Input for this task:
- - -

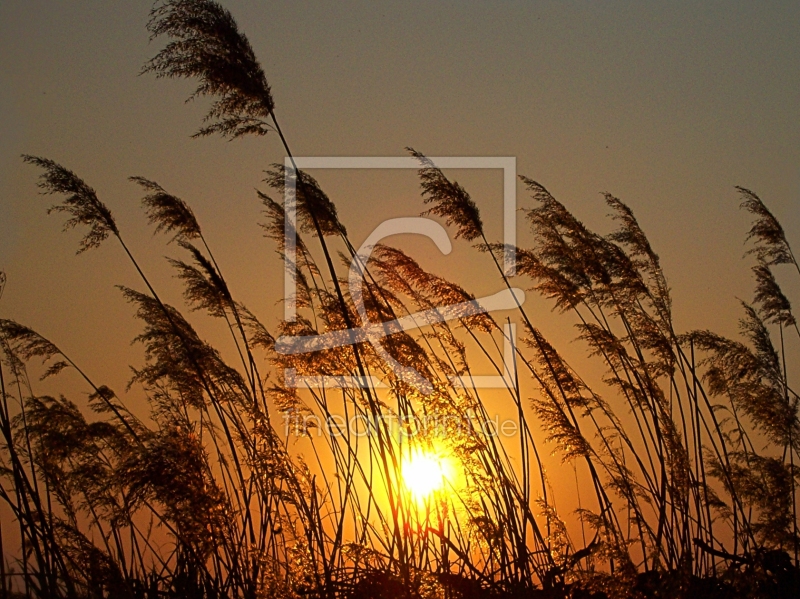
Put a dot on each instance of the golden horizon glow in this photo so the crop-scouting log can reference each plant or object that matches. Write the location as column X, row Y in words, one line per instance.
column 425, row 472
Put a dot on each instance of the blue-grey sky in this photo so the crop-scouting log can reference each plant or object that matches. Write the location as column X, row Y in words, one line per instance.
column 667, row 105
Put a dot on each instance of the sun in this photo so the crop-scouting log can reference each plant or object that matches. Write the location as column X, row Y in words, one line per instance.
column 424, row 473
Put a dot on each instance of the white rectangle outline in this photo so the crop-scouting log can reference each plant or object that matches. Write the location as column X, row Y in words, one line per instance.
column 507, row 163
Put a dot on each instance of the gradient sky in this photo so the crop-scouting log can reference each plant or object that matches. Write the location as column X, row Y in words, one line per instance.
column 666, row 105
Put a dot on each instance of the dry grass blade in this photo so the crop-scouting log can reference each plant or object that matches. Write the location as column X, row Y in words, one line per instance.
column 81, row 203
column 449, row 199
column 207, row 44
column 168, row 212
column 774, row 305
column 771, row 246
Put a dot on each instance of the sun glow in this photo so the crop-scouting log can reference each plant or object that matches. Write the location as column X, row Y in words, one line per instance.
column 425, row 473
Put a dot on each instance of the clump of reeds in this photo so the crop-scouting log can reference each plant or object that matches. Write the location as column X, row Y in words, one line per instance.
column 687, row 449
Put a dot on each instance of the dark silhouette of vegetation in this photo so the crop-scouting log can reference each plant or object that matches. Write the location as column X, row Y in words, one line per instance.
column 688, row 454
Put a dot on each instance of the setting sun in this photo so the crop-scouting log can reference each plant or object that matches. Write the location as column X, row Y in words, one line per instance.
column 424, row 473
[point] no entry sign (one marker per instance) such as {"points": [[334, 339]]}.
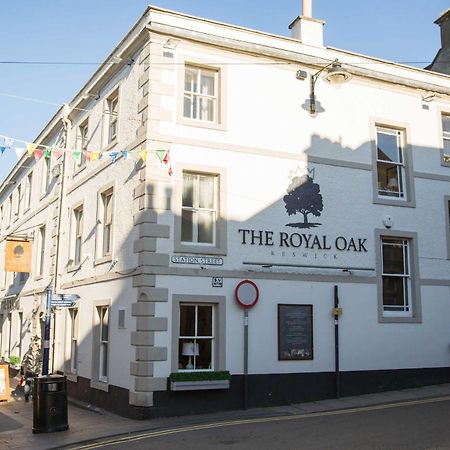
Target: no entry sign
{"points": [[246, 294]]}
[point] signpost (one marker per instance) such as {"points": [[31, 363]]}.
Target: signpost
{"points": [[53, 301], [247, 295]]}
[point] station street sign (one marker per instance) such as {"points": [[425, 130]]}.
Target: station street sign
{"points": [[64, 300]]}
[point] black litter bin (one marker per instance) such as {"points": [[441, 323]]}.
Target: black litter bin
{"points": [[50, 404]]}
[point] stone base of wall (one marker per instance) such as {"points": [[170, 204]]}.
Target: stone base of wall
{"points": [[264, 390]]}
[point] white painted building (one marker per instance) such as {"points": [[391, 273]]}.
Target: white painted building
{"points": [[354, 195]]}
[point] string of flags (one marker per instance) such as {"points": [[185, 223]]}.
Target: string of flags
{"points": [[44, 151]]}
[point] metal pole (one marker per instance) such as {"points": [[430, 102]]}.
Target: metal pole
{"points": [[245, 358], [336, 343], [48, 311]]}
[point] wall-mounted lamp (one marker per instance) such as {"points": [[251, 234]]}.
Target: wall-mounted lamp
{"points": [[336, 76]]}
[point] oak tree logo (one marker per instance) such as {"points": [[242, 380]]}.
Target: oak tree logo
{"points": [[303, 196]]}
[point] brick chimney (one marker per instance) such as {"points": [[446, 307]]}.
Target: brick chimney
{"points": [[307, 29], [441, 62]]}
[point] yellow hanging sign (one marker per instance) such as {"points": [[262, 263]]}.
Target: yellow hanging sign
{"points": [[18, 256]]}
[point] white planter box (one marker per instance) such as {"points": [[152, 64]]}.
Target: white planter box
{"points": [[199, 385]]}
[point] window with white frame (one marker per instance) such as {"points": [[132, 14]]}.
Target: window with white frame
{"points": [[73, 340], [103, 314], [201, 94], [113, 116], [46, 175], [19, 201], [106, 223], [41, 251], [199, 210], [196, 337], [446, 138], [82, 143], [396, 277], [391, 173], [77, 234], [28, 190], [9, 210]]}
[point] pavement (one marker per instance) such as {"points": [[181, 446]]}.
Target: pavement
{"points": [[87, 423]]}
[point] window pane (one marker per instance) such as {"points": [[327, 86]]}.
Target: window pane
{"points": [[207, 83], [446, 124], [446, 146], [388, 148], [394, 292], [104, 324], [189, 79], [206, 192], [204, 326], [104, 361], [389, 179], [393, 261], [203, 360], [187, 320], [187, 226], [188, 189], [207, 109], [205, 227], [187, 105]]}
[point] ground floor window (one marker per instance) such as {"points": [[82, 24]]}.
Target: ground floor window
{"points": [[396, 276], [196, 337]]}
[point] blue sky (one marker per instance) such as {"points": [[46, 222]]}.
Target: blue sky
{"points": [[87, 30]]}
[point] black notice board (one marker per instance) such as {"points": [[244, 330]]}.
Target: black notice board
{"points": [[295, 332]]}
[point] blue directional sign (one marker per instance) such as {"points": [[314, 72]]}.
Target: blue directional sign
{"points": [[64, 300]]}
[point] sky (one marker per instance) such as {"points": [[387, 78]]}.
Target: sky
{"points": [[82, 33]]}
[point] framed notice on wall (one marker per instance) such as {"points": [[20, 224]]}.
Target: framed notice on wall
{"points": [[295, 332], [4, 382]]}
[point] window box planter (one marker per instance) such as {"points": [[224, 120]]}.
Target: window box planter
{"points": [[193, 381]]}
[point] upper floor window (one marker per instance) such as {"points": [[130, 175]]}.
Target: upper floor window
{"points": [[106, 223], [46, 175], [201, 94], [41, 251], [77, 234], [446, 139], [391, 174], [396, 277], [113, 116], [19, 201], [199, 208], [28, 190], [82, 143]]}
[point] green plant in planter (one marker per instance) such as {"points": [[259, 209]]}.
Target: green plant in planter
{"points": [[14, 360], [199, 376]]}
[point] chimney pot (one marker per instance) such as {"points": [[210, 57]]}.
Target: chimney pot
{"points": [[307, 8]]}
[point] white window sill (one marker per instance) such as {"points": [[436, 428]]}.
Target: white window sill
{"points": [[73, 377], [103, 260], [201, 123], [100, 385], [199, 385]]}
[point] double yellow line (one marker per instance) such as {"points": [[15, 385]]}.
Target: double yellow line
{"points": [[232, 423]]}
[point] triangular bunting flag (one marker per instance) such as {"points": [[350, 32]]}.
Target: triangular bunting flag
{"points": [[161, 154], [143, 155], [95, 156], [31, 148], [113, 156]]}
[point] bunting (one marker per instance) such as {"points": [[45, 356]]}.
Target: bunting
{"points": [[46, 151]]}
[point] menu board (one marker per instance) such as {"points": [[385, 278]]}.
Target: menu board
{"points": [[4, 382], [295, 332]]}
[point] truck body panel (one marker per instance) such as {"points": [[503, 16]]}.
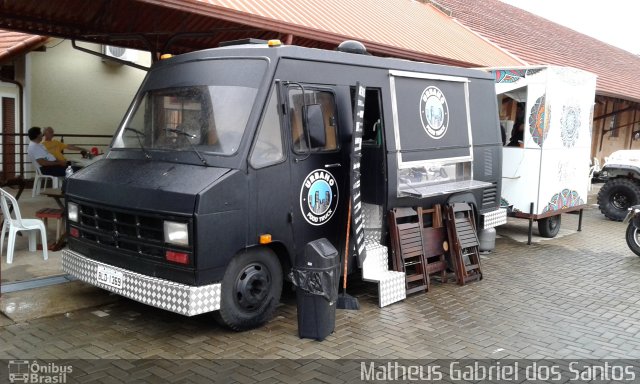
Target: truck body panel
{"points": [[243, 153]]}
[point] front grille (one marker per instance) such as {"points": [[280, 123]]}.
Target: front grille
{"points": [[125, 231], [489, 196]]}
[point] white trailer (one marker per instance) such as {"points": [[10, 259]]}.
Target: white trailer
{"points": [[547, 174]]}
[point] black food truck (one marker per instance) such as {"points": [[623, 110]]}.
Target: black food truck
{"points": [[230, 160]]}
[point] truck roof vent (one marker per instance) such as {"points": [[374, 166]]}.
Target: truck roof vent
{"points": [[352, 46], [242, 42]]}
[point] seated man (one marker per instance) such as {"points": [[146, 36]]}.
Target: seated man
{"points": [[56, 147], [49, 165]]}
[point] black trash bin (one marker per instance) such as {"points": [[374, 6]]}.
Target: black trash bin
{"points": [[316, 276]]}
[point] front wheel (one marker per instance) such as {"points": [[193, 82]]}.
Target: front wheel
{"points": [[549, 226], [616, 196], [633, 239], [251, 289]]}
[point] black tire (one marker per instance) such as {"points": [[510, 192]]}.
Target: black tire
{"points": [[549, 226], [616, 196], [633, 239], [251, 290]]}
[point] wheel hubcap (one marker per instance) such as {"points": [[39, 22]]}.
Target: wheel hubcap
{"points": [[620, 201], [252, 286]]}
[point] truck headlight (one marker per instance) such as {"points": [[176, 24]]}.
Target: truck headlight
{"points": [[176, 233], [72, 212]]}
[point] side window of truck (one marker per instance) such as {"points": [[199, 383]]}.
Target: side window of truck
{"points": [[268, 147], [301, 140]]}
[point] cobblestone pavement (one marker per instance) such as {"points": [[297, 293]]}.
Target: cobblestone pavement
{"points": [[572, 297]]}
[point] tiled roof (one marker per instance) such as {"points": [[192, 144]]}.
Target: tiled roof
{"points": [[405, 26], [16, 43], [539, 41]]}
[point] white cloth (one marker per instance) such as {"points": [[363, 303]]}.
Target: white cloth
{"points": [[38, 151]]}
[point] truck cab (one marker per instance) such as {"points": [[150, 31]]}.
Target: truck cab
{"points": [[230, 160]]}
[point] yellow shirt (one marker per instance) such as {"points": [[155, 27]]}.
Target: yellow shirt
{"points": [[55, 147]]}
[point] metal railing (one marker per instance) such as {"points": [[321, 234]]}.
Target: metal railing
{"points": [[16, 162]]}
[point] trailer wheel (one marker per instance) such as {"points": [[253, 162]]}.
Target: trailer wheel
{"points": [[616, 196], [633, 239], [549, 226], [251, 289]]}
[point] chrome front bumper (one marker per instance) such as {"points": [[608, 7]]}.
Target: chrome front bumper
{"points": [[175, 297]]}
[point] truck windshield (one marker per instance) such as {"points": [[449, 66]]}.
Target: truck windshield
{"points": [[207, 118]]}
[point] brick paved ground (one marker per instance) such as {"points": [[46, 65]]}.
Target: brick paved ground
{"points": [[568, 298]]}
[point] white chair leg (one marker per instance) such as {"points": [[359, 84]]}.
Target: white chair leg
{"points": [[10, 245], [4, 228], [32, 241], [45, 247], [58, 228], [36, 181]]}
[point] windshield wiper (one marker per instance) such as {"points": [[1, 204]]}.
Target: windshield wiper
{"points": [[138, 134], [189, 136]]}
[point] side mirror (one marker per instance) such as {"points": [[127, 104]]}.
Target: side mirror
{"points": [[314, 125]]}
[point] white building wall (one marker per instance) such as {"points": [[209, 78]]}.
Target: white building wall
{"points": [[79, 93]]}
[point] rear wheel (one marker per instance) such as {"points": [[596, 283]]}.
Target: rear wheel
{"points": [[633, 239], [616, 196], [549, 226], [251, 289]]}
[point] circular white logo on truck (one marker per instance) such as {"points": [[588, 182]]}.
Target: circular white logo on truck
{"points": [[434, 112], [318, 197]]}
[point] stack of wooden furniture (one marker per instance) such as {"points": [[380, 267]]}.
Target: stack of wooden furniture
{"points": [[464, 241], [418, 237], [422, 241]]}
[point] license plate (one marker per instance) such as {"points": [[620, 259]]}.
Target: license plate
{"points": [[110, 277]]}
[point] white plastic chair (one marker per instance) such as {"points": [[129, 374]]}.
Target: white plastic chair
{"points": [[14, 223], [40, 178]]}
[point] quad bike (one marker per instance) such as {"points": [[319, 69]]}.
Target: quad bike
{"points": [[633, 229]]}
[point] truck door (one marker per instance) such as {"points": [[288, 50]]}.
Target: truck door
{"points": [[319, 171]]}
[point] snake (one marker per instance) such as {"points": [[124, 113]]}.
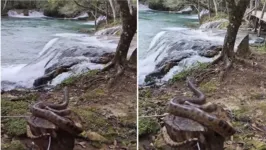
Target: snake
{"points": [[54, 113], [177, 108]]}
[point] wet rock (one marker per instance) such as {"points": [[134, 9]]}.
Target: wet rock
{"points": [[204, 13], [259, 40], [211, 52], [187, 10], [110, 31], [43, 80], [82, 16], [100, 20], [213, 24], [104, 59], [243, 47], [94, 136]]}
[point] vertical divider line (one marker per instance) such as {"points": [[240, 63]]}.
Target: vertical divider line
{"points": [[137, 121]]}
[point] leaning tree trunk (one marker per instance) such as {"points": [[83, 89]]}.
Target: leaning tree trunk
{"points": [[215, 7], [236, 13], [129, 27], [113, 9]]}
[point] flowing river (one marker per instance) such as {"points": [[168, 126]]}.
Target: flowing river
{"points": [[32, 44], [164, 38]]}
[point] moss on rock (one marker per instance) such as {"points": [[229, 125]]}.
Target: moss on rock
{"points": [[148, 126]]}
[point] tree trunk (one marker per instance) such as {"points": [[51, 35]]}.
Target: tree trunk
{"points": [[129, 27], [203, 5], [4, 5], [113, 9], [215, 7], [236, 13], [209, 7]]}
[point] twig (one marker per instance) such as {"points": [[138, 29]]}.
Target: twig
{"points": [[154, 116], [49, 145], [14, 116]]}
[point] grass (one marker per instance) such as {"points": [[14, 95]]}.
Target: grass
{"points": [[261, 49], [72, 80], [14, 126], [187, 72], [13, 145]]}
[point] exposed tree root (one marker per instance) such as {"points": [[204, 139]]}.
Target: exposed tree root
{"points": [[120, 70], [249, 63], [108, 66]]}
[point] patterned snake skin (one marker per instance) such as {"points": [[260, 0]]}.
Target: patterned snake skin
{"points": [[177, 108], [54, 113]]}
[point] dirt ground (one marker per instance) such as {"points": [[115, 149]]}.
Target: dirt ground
{"points": [[108, 112], [242, 92]]}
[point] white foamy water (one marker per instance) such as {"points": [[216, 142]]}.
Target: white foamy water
{"points": [[176, 42], [89, 23], [48, 45], [143, 7], [64, 48], [83, 15], [32, 14]]}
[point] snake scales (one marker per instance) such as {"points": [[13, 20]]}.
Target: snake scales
{"points": [[55, 114], [193, 108]]}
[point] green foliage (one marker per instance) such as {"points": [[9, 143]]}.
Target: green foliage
{"points": [[14, 126], [262, 49], [210, 86], [219, 16], [14, 145], [148, 126]]}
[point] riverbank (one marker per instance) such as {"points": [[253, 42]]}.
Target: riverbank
{"points": [[242, 93], [108, 115]]}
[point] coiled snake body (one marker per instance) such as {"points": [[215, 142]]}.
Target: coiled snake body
{"points": [[176, 107], [54, 113]]}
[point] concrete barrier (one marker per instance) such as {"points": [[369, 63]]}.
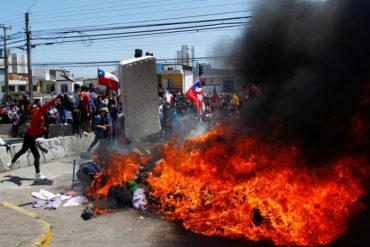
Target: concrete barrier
{"points": [[58, 147]]}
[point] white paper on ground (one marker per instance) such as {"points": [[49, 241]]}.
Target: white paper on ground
{"points": [[46, 195], [76, 201]]}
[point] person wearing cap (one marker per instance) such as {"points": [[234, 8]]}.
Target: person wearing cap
{"points": [[36, 129], [101, 126]]}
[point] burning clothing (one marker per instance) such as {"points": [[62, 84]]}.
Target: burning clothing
{"points": [[86, 174]]}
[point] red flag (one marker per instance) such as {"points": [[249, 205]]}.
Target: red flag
{"points": [[107, 79], [193, 93]]}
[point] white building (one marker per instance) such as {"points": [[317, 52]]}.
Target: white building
{"points": [[17, 74], [17, 63], [53, 80], [186, 55]]}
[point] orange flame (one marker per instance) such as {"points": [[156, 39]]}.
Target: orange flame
{"points": [[238, 188]]}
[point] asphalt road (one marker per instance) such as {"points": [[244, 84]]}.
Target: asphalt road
{"points": [[128, 227]]}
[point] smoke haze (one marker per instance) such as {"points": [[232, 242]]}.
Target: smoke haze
{"points": [[312, 62]]}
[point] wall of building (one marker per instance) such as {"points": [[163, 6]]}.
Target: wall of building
{"points": [[172, 81]]}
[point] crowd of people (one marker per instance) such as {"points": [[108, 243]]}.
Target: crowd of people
{"points": [[88, 110], [179, 115]]}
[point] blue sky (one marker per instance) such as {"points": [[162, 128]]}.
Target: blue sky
{"points": [[49, 17]]}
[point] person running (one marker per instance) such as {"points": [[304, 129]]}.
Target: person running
{"points": [[36, 129]]}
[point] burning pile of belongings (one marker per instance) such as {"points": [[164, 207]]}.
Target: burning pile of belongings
{"points": [[115, 184]]}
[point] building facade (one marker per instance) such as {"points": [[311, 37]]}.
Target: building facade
{"points": [[185, 56]]}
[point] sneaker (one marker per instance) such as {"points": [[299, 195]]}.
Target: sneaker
{"points": [[39, 176], [10, 165]]}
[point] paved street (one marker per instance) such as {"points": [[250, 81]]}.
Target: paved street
{"points": [[125, 228]]}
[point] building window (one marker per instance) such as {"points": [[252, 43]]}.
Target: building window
{"points": [[53, 75], [228, 85], [64, 88], [50, 88]]}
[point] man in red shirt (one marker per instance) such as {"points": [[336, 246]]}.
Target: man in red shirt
{"points": [[85, 110], [34, 131]]}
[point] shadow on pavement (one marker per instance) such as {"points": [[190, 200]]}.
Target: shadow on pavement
{"points": [[15, 180], [42, 182]]}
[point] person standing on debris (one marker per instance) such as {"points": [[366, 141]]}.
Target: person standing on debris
{"points": [[76, 109], [36, 129], [100, 126], [85, 110]]}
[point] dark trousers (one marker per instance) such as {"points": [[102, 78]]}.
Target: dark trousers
{"points": [[29, 143], [95, 141], [76, 122]]}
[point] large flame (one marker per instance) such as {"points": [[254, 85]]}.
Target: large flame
{"points": [[234, 186]]}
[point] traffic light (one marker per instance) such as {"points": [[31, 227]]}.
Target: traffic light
{"points": [[201, 69]]}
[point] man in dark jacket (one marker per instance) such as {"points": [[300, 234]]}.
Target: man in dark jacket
{"points": [[35, 130]]}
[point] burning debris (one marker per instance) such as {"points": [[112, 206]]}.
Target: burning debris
{"points": [[297, 172], [113, 186], [236, 187]]}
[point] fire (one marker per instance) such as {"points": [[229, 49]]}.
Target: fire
{"points": [[233, 186], [120, 170]]}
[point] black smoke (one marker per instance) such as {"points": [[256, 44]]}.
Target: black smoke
{"points": [[312, 61]]}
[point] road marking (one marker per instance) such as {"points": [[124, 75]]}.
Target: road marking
{"points": [[45, 238]]}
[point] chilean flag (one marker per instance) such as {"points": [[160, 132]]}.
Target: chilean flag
{"points": [[193, 94], [107, 79]]}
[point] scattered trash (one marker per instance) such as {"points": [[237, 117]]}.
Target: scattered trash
{"points": [[139, 199], [43, 194], [76, 201], [38, 203], [48, 199], [132, 186], [54, 202], [88, 212], [140, 217], [72, 193]]}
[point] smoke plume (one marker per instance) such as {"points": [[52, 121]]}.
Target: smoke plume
{"points": [[312, 61]]}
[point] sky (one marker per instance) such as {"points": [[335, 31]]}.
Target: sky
{"points": [[98, 31]]}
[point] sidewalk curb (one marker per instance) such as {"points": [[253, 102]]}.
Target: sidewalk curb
{"points": [[45, 238]]}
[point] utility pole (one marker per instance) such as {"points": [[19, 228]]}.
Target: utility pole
{"points": [[6, 77], [29, 62]]}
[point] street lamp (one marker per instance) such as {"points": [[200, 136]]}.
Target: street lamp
{"points": [[29, 62]]}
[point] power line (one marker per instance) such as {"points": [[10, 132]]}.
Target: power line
{"points": [[141, 34], [151, 20], [136, 14]]}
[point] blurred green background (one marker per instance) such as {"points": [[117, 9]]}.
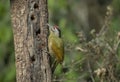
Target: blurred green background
{"points": [[74, 17]]}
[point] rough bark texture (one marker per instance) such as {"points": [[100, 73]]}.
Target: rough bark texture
{"points": [[29, 19]]}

- - -

With the line that has "[point] wheel hubcap" as the first and the line that has "[point] cobblestone pavement" as the last, repeat exactly that run of lines above and no more.

[point] wheel hubcap (one marker per instance) such as {"points": [[39, 22]]}.
Target: wheel hubcap
{"points": [[620, 201], [252, 286]]}
[point] truck headlight (one marker per instance) such as {"points": [[176, 24]]}.
Target: truck headlight
{"points": [[176, 233], [72, 212]]}
[point] side window of truck (one marker per instance) such as {"points": [[199, 383]]}.
Target: side window of truck
{"points": [[268, 147], [301, 140]]}
[point] cobblestone pavement (one marker per instance) such as {"points": [[297, 293]]}.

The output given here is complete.